**EXERCISE:** You are asked to filter the data below and copy every line holding "rainbow".
####################
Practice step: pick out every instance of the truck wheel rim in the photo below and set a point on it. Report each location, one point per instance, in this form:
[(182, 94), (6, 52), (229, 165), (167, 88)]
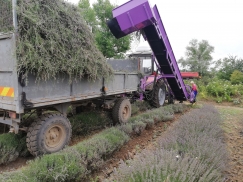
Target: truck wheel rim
[(125, 112), (161, 96), (54, 136)]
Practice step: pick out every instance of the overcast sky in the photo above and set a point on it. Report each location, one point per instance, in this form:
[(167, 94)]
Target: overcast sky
[(218, 21)]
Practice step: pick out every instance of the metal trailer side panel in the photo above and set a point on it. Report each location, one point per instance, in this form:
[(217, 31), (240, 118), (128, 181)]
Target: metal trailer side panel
[(9, 86), (51, 92)]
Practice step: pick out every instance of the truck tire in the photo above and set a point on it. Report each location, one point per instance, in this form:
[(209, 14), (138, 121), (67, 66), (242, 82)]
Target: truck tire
[(49, 134), (159, 91), (121, 111)]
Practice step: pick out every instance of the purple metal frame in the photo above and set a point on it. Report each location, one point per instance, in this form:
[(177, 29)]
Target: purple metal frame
[(138, 15)]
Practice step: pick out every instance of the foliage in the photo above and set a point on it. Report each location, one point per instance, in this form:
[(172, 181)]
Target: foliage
[(6, 16), (54, 39), (219, 90), (198, 56), (236, 77), (11, 147), (96, 17), (228, 66), (88, 14), (72, 163), (192, 151)]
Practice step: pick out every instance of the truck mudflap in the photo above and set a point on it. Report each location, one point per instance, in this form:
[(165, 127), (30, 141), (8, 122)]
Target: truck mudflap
[(13, 123)]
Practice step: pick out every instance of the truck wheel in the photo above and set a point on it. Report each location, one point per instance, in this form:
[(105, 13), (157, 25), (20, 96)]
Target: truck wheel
[(171, 100), (159, 94), (49, 134), (121, 111)]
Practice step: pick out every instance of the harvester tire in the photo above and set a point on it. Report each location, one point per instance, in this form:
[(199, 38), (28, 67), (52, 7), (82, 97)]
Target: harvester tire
[(49, 134), (159, 94), (121, 111)]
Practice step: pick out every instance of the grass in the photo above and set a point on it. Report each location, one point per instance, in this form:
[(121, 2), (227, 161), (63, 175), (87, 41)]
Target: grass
[(11, 147), (231, 117), (72, 163), (192, 151), (76, 163), (54, 42)]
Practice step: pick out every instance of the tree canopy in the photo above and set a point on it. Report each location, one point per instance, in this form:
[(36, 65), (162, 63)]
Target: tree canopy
[(96, 17), (228, 65), (198, 56)]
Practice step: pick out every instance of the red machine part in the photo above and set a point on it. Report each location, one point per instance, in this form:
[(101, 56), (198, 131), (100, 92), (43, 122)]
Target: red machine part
[(190, 75)]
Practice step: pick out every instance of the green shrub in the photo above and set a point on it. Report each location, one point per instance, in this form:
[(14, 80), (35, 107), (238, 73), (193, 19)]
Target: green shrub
[(127, 128), (138, 127), (135, 109), (72, 163), (236, 77), (192, 151), (11, 147)]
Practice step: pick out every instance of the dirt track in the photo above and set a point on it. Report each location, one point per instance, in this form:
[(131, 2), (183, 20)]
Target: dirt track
[(233, 127)]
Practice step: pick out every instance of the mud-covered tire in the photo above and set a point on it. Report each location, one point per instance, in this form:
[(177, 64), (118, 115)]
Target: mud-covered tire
[(159, 95), (49, 134), (121, 111)]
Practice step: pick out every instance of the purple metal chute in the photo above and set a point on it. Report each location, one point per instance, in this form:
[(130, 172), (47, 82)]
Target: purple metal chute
[(138, 15)]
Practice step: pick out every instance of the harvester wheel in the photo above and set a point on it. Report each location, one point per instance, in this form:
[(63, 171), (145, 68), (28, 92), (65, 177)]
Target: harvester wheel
[(49, 134), (121, 111), (159, 94)]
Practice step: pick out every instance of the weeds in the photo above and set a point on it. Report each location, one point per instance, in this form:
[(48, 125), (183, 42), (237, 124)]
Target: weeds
[(72, 163), (192, 151), (11, 147)]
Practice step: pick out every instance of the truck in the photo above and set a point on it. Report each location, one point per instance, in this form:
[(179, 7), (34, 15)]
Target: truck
[(51, 132)]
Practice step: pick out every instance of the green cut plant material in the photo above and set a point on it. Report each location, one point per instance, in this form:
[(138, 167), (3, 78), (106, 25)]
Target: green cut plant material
[(54, 40), (6, 18)]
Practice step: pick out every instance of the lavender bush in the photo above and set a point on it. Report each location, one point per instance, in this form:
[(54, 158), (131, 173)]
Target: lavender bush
[(72, 163), (192, 151)]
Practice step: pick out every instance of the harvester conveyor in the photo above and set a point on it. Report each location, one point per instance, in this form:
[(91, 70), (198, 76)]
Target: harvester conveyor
[(138, 15)]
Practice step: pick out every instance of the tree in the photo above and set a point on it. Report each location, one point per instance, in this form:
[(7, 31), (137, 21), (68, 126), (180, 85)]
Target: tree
[(198, 56), (96, 17), (228, 65), (88, 13), (236, 77)]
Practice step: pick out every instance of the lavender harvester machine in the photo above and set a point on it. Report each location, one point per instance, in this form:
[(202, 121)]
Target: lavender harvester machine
[(137, 15)]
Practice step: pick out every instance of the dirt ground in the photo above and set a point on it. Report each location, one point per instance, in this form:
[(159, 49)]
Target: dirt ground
[(147, 140), (232, 125)]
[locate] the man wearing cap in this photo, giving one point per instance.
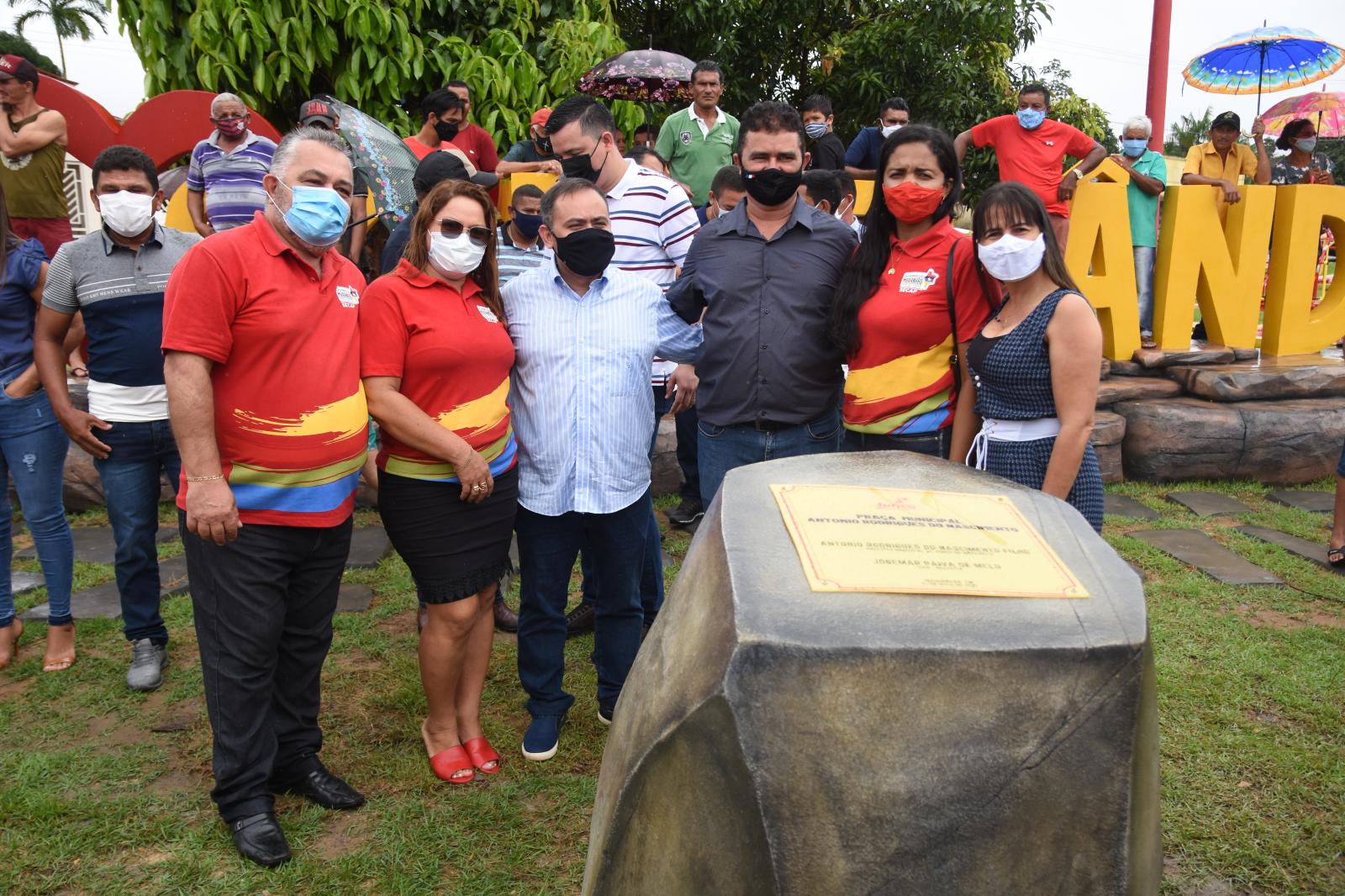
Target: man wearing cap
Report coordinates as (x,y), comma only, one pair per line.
(533,155)
(224,177)
(443,165)
(1221,161)
(318,113)
(33,158)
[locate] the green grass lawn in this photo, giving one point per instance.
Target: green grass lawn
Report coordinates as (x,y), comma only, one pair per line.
(105,791)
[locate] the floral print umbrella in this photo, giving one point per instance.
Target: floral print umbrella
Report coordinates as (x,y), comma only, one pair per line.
(641,76)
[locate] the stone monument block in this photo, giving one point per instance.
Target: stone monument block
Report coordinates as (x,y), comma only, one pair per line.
(775,741)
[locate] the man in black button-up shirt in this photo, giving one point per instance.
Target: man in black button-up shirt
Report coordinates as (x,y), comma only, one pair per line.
(764,276)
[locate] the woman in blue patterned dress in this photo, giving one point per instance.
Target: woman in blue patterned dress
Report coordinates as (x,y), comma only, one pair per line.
(1036,362)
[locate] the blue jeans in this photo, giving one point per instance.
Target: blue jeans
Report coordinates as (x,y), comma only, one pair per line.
(651,575)
(33,450)
(724,448)
(548,546)
(1145,257)
(140,451)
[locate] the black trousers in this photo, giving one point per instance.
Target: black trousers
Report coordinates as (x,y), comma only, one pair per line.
(264,622)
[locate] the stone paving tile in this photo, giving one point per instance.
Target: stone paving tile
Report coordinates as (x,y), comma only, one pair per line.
(1197,549)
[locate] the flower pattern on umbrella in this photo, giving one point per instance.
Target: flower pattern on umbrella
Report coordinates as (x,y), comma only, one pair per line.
(642,76)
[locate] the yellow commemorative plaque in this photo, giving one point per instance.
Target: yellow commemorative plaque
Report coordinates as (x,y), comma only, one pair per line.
(921,542)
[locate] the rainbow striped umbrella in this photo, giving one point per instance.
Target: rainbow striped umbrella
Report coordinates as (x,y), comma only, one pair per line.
(1264,61)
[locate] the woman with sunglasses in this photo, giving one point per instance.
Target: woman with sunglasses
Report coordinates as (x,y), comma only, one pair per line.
(436,363)
(1035,363)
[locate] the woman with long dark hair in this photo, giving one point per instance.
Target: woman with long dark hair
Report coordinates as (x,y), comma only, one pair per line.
(907,306)
(1035,363)
(1302,165)
(33,452)
(436,362)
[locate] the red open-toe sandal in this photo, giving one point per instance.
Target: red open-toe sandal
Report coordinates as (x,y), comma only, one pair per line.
(448,763)
(481,752)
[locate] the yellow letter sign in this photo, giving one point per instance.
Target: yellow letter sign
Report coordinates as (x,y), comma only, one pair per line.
(1100,259)
(1293,326)
(1224,275)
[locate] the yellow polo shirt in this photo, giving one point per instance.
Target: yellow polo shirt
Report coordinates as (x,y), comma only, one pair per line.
(1204,161)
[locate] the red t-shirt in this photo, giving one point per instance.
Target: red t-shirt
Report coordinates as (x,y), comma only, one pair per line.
(291,420)
(1033,158)
(421,150)
(454,358)
(477,145)
(900,381)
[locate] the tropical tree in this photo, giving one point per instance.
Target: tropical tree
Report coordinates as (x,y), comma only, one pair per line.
(378,55)
(71,18)
(22,47)
(1188,131)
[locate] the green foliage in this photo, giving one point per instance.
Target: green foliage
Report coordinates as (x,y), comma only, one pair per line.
(374,55)
(1188,131)
(69,18)
(19,46)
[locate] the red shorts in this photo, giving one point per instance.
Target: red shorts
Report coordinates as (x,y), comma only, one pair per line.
(49,232)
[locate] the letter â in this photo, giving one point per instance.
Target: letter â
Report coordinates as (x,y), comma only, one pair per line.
(1100,259)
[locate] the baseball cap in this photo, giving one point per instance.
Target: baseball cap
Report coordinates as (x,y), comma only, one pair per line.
(316,111)
(448,165)
(13,66)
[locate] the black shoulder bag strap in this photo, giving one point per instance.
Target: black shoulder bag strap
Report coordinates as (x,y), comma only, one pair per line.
(952,324)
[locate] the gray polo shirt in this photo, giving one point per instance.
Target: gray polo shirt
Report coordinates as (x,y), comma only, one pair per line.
(768,356)
(121,295)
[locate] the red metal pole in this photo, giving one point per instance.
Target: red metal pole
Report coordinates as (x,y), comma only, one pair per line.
(1156,101)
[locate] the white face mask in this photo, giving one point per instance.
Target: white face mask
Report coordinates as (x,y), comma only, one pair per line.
(457,256)
(128,214)
(1012,257)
####################
**OUTPUT BELOW:**
[locate] the rainbow striped umbrella in this photo, giving one point per instance.
Target: rainbow striped umbrella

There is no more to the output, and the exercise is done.